Activity: Please repeat the records, word for word and without gaps.
◇ ◇ ◇ ◇ ◇ ◇ ◇
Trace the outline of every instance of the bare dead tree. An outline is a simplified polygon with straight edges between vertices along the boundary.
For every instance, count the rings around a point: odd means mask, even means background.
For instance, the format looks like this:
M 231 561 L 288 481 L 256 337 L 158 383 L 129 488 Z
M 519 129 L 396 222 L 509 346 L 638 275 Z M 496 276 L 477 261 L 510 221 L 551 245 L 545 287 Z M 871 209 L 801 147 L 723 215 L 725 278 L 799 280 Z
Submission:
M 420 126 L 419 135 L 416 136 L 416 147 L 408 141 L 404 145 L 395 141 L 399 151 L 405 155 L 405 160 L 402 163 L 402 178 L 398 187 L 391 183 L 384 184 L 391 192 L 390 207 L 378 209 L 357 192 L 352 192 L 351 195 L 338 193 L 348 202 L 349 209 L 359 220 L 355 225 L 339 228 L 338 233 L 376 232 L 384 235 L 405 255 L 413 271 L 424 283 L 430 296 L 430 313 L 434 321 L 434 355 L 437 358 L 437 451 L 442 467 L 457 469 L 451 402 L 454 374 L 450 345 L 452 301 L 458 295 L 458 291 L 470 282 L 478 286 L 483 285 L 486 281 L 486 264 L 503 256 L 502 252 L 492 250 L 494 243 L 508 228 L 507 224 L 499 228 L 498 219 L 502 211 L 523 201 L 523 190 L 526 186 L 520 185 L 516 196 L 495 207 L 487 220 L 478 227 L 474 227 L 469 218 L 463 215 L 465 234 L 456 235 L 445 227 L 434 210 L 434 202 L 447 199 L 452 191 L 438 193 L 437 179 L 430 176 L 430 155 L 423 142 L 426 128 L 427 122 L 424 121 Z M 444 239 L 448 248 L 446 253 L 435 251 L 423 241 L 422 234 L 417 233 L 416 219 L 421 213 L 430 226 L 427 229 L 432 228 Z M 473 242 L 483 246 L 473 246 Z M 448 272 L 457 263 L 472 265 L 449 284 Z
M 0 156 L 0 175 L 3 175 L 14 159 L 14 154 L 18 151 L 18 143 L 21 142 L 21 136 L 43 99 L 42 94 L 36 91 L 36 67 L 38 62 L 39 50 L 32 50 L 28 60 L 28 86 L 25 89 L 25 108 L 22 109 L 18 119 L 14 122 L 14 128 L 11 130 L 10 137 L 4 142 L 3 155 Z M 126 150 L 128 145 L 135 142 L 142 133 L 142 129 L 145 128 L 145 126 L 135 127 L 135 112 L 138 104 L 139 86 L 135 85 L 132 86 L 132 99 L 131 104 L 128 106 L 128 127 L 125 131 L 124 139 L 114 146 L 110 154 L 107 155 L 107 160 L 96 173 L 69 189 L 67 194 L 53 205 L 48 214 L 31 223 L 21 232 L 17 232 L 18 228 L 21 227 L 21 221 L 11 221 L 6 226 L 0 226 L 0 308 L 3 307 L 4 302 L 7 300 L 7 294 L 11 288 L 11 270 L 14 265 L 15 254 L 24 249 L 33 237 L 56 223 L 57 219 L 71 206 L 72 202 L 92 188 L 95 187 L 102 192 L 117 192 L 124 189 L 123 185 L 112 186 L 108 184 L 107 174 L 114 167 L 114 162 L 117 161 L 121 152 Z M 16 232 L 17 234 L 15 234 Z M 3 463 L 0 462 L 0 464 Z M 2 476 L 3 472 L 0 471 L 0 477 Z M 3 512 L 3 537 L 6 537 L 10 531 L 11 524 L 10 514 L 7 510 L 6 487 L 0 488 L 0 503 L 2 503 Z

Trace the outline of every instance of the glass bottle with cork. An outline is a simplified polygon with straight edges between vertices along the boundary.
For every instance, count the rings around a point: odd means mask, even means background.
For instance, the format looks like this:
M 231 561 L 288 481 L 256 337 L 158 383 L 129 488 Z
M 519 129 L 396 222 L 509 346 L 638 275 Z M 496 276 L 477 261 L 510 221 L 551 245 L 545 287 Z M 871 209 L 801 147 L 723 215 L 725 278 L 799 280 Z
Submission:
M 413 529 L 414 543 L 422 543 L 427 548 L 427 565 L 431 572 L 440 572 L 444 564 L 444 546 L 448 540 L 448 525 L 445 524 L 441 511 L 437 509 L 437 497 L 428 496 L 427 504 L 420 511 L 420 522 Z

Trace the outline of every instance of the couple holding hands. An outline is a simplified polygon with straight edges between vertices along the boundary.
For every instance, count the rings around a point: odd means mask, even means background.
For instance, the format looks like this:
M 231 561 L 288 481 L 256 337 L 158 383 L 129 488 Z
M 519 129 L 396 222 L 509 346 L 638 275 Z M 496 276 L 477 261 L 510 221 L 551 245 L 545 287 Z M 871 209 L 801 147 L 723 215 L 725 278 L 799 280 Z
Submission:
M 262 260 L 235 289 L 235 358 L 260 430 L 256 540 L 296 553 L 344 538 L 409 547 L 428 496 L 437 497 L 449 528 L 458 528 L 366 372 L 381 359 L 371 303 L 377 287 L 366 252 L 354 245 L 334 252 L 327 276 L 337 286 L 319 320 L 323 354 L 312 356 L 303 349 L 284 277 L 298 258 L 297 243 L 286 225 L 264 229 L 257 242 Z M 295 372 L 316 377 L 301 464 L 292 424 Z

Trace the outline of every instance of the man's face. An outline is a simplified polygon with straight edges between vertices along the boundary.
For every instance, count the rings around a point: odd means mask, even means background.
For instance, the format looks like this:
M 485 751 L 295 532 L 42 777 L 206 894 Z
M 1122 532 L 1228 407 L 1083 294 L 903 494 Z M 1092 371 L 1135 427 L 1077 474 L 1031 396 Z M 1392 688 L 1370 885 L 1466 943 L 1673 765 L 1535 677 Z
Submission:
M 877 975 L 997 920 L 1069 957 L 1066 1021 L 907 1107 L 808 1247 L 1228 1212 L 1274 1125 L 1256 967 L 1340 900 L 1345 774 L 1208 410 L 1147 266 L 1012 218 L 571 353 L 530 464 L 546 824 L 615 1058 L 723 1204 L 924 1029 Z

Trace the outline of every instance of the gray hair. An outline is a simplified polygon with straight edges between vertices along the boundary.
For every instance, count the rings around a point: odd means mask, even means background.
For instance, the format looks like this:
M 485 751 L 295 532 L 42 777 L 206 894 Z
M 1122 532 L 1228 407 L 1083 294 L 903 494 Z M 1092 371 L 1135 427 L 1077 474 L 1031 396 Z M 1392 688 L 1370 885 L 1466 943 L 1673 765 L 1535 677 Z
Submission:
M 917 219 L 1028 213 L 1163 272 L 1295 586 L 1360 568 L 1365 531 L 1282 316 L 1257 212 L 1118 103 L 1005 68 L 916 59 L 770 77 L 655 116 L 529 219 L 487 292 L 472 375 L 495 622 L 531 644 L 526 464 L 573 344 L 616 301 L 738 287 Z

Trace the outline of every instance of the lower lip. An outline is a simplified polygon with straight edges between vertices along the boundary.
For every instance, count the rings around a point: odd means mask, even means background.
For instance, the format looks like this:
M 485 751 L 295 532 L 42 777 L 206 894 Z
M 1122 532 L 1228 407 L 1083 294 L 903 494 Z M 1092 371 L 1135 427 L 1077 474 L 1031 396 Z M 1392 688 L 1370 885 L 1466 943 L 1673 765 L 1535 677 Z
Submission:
◇ ◇ ◇ ◇ ◇ ◇ ◇
Problem solution:
Trace the outline of every instance of the bare dead tree. An outline is a simplified polygon with straight edges between vertices along the boundary.
For every instance, count the rings around a point: odd means mask, even means background.
For instance, the format looks like this:
M 231 561 L 288 481 L 256 337 L 158 383 L 129 488 Z
M 519 129 L 396 222 L 509 346 L 638 275 Z M 496 276 L 477 261 L 510 221 L 551 245 L 545 287 Z M 871 209 L 801 147 L 723 215 L 725 278 L 799 280 Z
Submission:
M 420 126 L 419 135 L 416 136 L 416 147 L 408 141 L 404 145 L 395 141 L 399 151 L 405 155 L 405 160 L 402 163 L 402 178 L 398 187 L 391 183 L 384 184 L 391 192 L 390 207 L 378 209 L 357 192 L 352 192 L 351 195 L 338 193 L 348 202 L 349 209 L 359 220 L 355 225 L 339 228 L 338 233 L 376 232 L 384 235 L 405 255 L 413 271 L 424 283 L 430 296 L 430 313 L 434 321 L 434 355 L 437 358 L 437 451 L 442 467 L 457 469 L 451 402 L 454 374 L 450 345 L 452 301 L 458 295 L 458 291 L 470 282 L 478 286 L 483 285 L 486 281 L 486 264 L 503 256 L 502 252 L 492 250 L 494 243 L 508 228 L 507 224 L 499 228 L 498 219 L 502 211 L 523 201 L 523 190 L 526 186 L 520 185 L 516 196 L 495 207 L 487 220 L 478 227 L 474 227 L 469 218 L 463 215 L 465 234 L 456 235 L 445 227 L 434 210 L 434 202 L 447 199 L 452 191 L 438 193 L 437 179 L 430 176 L 430 155 L 423 142 L 426 128 L 427 122 L 424 121 Z M 444 239 L 448 248 L 446 253 L 435 251 L 423 241 L 422 234 L 417 233 L 416 219 L 421 213 L 430 226 L 427 229 L 432 228 Z M 473 242 L 483 246 L 473 246 Z M 448 272 L 457 263 L 472 265 L 449 284 Z
M 0 156 L 0 175 L 3 175 L 14 159 L 14 154 L 18 151 L 18 143 L 21 142 L 21 136 L 43 99 L 42 94 L 36 91 L 36 67 L 38 62 L 39 50 L 32 50 L 28 60 L 28 86 L 25 89 L 25 108 L 22 109 L 18 119 L 14 122 L 14 128 L 11 130 L 10 137 L 4 142 L 3 155 Z M 126 150 L 128 145 L 135 142 L 142 133 L 142 129 L 145 128 L 145 126 L 135 127 L 135 112 L 138 104 L 139 86 L 135 85 L 132 86 L 132 99 L 131 104 L 128 106 L 128 127 L 125 131 L 124 139 L 114 146 L 110 154 L 107 155 L 107 160 L 96 173 L 69 189 L 67 194 L 53 205 L 48 214 L 31 223 L 21 232 L 17 232 L 18 228 L 21 227 L 21 221 L 11 221 L 6 226 L 0 226 L 0 308 L 3 307 L 4 302 L 7 300 L 7 294 L 11 288 L 11 270 L 14 265 L 15 254 L 24 249 L 33 237 L 56 223 L 57 219 L 71 206 L 72 202 L 92 188 L 95 187 L 102 192 L 117 192 L 124 189 L 123 185 L 112 186 L 108 184 L 107 174 L 114 167 L 114 162 L 117 161 L 121 152 Z M 16 232 L 17 234 L 15 234 Z M 3 463 L 0 462 L 0 464 Z M 2 476 L 3 472 L 0 471 L 0 477 Z M 3 512 L 3 537 L 6 537 L 10 531 L 11 524 L 10 514 L 7 510 L 6 487 L 0 488 L 0 503 L 2 503 Z

Trace the outline of every instance of the glass bottle with cork. An outline is a simplified polygon with straight edges between vertices along the boundary.
For every instance, count the rings around a point: odd means mask, even means background.
For instance, the format looks like this:
M 231 561 L 288 481 L 256 337 L 158 383 L 129 488 Z
M 519 129 L 396 222 L 509 346 L 638 275 Z M 496 276 L 477 261 L 510 221 L 551 245 L 545 287 Z M 871 209 L 801 147 L 723 215 L 725 278 L 799 280 Z
Submission:
M 413 529 L 414 543 L 422 543 L 427 548 L 427 565 L 431 572 L 440 572 L 444 564 L 444 546 L 448 540 L 448 525 L 445 524 L 441 511 L 437 509 L 437 497 L 428 496 L 427 504 L 420 511 L 420 522 Z

Trace the outline of every instance of the couple holding hands. An outline is a simplified polygon with straight edges between vertices along the boundary.
For every instance, count the rings around a point: odd means mask, even means background.
For instance, the format looks like this:
M 231 561 L 288 481 L 256 337 L 158 383 L 129 488 Z
M 519 129 L 396 222 L 509 346 L 638 275 Z M 496 276 L 477 261 L 510 221 L 551 245 L 545 287 Z M 871 209 L 801 147 L 723 215 L 725 278 L 799 280 Z
Submission:
M 262 260 L 235 289 L 235 358 L 260 430 L 256 540 L 296 553 L 344 538 L 409 547 L 428 496 L 437 497 L 449 528 L 458 528 L 366 372 L 381 359 L 371 303 L 377 287 L 366 252 L 354 245 L 334 252 L 327 276 L 337 286 L 319 320 L 323 354 L 312 356 L 303 349 L 284 277 L 298 258 L 297 243 L 286 225 L 264 229 L 257 242 Z M 295 372 L 316 377 L 301 464 L 292 424 Z

Trace the outline of every instance of the man's face. An outline is a simplified polygon with straight edges between vertices along the boundary.
For every instance, count the rings around a point: odd means mask, even means background.
For instance, the format looks like this:
M 485 751 L 295 532 L 42 777 L 206 894 Z
M 1122 532 L 1228 407 L 1083 294 L 903 494 Z M 1092 371 L 1135 427 L 1077 474 L 1031 396 Z M 1392 688 L 1370 885 L 1466 943 L 1673 765 L 1535 677 Z
Submission:
M 877 975 L 997 920 L 1069 957 L 1066 1021 L 907 1107 L 808 1247 L 1228 1212 L 1274 1125 L 1256 967 L 1340 900 L 1345 774 L 1208 410 L 1147 266 L 1012 218 L 571 353 L 530 464 L 546 824 L 615 1058 L 723 1204 L 924 1029 Z

Trace the outline of every instance of the gray hair. An outline is a simplified polygon with straight edges between vertices along the boundary.
For every instance, count the rings around a point: odd means mask, even means background.
For instance, the format looks like this:
M 485 751 L 295 532 L 42 777 L 206 894 Z
M 1122 532 L 1228 407 L 1083 294 L 903 494 Z M 1092 371 L 1135 427 L 1077 474 L 1031 396 Z M 1392 688 L 1370 885 L 1466 943 L 1673 765 L 1535 677 Z
Submission:
M 917 219 L 1028 213 L 1163 272 L 1295 586 L 1360 568 L 1365 531 L 1282 316 L 1257 212 L 1118 103 L 1005 68 L 916 59 L 770 77 L 655 116 L 529 219 L 487 292 L 472 375 L 495 622 L 531 644 L 526 464 L 573 344 L 616 301 L 738 287 Z

Trace the outline of every instance of the lower lip. An outline is a simplified polygon with straight edges between vertices along the boundary.
For every instance, count the rings around a point: odd means mask, even means background.
For instance, the format looks like this:
M 485 751 L 295 532 L 42 777 L 206 894 Z
M 1122 532 L 1228 407 L 1083 294 L 903 494 Z M 1092 371 L 1135 427 L 1077 474 L 1031 396 Z M 1392 688 L 1370 885 L 1466 943 L 1673 765 L 1535 677 Z
Submission:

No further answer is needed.